(Image point grounding data)
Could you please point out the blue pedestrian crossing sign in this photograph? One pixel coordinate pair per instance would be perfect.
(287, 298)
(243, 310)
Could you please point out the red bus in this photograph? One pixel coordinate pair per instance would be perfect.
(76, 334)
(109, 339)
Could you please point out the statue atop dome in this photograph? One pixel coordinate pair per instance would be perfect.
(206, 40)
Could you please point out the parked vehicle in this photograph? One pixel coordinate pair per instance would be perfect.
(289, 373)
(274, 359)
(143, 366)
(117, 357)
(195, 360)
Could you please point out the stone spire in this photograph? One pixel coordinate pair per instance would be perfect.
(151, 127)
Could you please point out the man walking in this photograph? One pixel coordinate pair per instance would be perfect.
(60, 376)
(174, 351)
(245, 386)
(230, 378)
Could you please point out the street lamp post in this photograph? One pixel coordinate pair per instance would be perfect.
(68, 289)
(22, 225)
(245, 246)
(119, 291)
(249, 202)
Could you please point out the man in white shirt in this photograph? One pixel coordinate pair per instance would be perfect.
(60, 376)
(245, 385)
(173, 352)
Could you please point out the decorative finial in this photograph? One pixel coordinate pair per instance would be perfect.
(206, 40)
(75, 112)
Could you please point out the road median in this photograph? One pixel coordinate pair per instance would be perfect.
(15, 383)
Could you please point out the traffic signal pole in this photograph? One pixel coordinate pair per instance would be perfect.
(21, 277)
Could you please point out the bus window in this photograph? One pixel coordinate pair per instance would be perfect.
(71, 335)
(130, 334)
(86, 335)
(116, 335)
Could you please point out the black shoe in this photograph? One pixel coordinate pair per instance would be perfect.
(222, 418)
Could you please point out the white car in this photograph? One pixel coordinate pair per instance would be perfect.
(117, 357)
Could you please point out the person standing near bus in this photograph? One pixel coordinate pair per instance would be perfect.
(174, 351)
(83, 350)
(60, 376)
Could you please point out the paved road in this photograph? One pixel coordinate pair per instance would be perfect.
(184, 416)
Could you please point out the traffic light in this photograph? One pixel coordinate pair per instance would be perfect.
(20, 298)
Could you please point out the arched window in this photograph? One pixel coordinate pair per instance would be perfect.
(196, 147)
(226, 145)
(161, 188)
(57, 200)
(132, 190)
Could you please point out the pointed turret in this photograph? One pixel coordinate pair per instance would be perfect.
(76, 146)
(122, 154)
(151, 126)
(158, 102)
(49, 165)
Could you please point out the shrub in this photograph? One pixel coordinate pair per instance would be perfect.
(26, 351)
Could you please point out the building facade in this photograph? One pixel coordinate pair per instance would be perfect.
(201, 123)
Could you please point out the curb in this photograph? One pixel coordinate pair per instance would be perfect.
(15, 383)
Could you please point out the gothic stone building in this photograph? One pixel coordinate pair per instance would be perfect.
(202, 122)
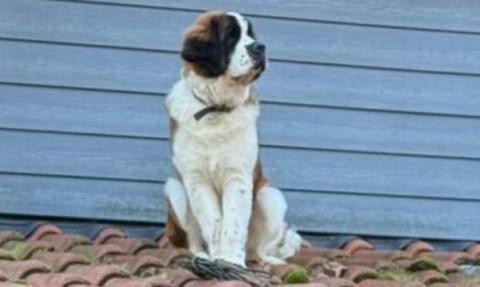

What is needed:
Copy exactly the lines from the line that has "Could you please point out the shrub" through the last line of the entries above, inclusive, and no others. Pictures do not go in the copy.

Task response:
Could you please point out the shrub in this photograph? One pixel coordinate pair per instance would be perfect.
(26, 351)
Could you please point out the building facade in this photograph? One pixel coordinate pair per instance would be perfect.
(201, 123)
Could you please point out the curb in this photograph? One pixel coordinate pair per instance would be perfect.
(15, 383)
Could you please point out the gothic stone building in this photograph? One pixel coordinate pair per instance would be perfect.
(202, 122)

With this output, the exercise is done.